• **Task requirements**:
1. From the sunrise blog post, reproduce everything from "RW made me breakfast" down to "the metal beckons!".
2. In the sunrise blog post, who made breakfast when the writer came home from the morning hike?

• **Extracted text**:
--- --- ---
A Morning of Mornings

I bounced out of bed very early this morning, bundled myself up in layers of clothing and took to the mountain with Tater to watch the sunrise.  It didn’t disappoint.  All this thinking I’ve been doing lately about welcoming the day as a songbird does — with an optimistic heart and the fullness of joy — has me entirely enthralled with the birth of light and the breaking of day.  I’m gripped by the very truth of it.  Sunrise is such a bold thing.  For light to sneak up slowly on the riffled, murky edges of night and to usurp it, inch by inch, until the world knows day, is such tremendous boldness.

Be bold, be bold, and everywhere be bold. [Herbert Spencer]

RW made me breakfast when I came home from my morning hike and we ate side by side in the sunny kitchen with the dogs and cat mewing and mooing at our feet.  I can feel the ricocheting wisps of hope, fruition and energy bouncing about my soulbeams.  My fingertips are live wires.  The studio is on and warming up!  I must delay computer work for the metal beckons!

Toodaloo!

[sterling, copper, enamel, pearl, graphite, coral]
This little guy is so precious to me.  So precious.  It’s simultaneously zesty and tranquil.  The enamel colors in this shot are quite accurate and I’d describe this yellow as slightly melon with overfired undertones of periwinkle blue!  DELICIOUS.  I find myself feeling a little blissed out when I look at it…and then, despite the fact that the colors aren’t quite the same, I think of canola and flax fields blooming side by side on the great northern plains of Canada.  This piece takes my heart home.

Happy Monday to you, wherever you are.  Go forth and conquer the day!

https://www.thenoisyplume.com/blog/2012/05/07/4495/

Chromazing



[sterling, copper, enamel, glass beads, graphite & sari silk]
Now that’s what I call color.
Have I mentioned lately how much I love enameling?  Well I do.  I love it very deeply.  Nothing else gives me color like I want color except for enameling.
--- --- ---
• **Provided records**:
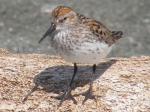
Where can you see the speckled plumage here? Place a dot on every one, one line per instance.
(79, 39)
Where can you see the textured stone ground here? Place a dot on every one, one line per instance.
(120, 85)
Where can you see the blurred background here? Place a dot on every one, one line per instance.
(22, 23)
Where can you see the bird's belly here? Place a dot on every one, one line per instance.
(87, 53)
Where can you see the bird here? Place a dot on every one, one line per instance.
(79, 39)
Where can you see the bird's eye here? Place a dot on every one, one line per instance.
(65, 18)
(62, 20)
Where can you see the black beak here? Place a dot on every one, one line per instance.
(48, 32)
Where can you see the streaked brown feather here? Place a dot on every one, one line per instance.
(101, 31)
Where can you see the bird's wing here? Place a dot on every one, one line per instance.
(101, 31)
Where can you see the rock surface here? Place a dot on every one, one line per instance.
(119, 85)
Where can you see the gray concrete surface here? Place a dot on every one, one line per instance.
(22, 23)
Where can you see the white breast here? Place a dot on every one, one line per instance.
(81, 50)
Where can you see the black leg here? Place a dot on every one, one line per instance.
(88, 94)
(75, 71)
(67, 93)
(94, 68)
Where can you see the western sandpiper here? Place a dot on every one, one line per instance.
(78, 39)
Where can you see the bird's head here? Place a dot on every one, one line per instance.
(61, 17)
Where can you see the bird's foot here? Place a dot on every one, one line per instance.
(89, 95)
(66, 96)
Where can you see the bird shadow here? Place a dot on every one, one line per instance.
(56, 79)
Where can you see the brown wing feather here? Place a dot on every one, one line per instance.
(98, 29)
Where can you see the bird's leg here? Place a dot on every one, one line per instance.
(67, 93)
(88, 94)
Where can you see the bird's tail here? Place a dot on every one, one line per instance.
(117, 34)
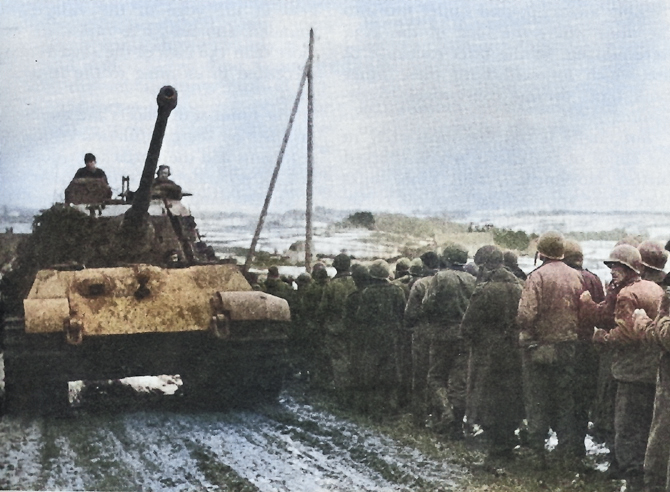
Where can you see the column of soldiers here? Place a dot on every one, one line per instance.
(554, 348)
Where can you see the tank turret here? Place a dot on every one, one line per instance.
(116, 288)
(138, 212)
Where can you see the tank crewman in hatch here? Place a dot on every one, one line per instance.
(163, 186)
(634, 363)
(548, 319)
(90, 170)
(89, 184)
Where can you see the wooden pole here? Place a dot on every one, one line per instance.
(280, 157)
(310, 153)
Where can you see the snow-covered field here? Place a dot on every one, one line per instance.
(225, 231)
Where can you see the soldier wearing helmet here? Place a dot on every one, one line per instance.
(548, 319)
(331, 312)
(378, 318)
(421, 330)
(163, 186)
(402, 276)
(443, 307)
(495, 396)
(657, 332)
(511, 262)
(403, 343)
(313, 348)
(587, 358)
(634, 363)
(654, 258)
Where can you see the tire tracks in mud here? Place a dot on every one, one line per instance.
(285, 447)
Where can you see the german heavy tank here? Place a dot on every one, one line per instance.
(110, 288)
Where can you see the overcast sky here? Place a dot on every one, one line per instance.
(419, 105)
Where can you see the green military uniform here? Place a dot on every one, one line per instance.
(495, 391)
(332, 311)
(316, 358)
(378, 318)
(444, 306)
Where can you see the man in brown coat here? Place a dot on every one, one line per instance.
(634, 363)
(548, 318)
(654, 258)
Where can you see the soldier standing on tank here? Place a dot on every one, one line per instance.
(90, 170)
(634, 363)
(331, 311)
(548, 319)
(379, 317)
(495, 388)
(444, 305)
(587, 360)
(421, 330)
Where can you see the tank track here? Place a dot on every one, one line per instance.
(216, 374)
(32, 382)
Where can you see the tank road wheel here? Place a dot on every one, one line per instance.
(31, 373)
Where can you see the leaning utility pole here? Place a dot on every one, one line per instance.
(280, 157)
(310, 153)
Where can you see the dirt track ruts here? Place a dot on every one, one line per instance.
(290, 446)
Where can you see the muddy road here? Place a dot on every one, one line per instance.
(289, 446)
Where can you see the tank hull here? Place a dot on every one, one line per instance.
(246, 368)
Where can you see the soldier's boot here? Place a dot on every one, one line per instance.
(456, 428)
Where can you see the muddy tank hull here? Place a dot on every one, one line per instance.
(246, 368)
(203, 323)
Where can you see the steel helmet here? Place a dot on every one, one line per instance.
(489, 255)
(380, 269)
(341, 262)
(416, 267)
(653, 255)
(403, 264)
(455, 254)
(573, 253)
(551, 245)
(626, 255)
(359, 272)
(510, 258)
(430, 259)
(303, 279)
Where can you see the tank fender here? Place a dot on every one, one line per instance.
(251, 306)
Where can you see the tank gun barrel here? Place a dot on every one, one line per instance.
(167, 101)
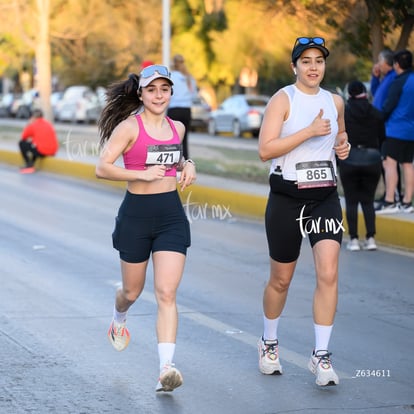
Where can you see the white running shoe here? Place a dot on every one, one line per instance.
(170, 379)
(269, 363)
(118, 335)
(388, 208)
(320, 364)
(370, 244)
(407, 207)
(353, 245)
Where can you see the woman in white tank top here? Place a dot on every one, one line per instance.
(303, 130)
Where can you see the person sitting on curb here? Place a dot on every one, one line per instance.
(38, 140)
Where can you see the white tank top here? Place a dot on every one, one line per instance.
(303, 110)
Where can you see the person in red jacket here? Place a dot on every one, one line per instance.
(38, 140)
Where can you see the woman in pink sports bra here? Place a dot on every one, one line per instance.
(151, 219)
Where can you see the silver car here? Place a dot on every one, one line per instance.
--- --- ---
• **Solution set**:
1.
RW made me breakfast when I came home from my morning hike and we ate side by side in the sunny kitchen with the dogs and cat mewing and mooing at our feet.  I can feel the ricocheting wisps of hope, fruition and energy bouncing about my soulbeams.  My fingertips are live wires.  The studio is on and warming up!  I must delay computer work for the metal beckons!

2. RW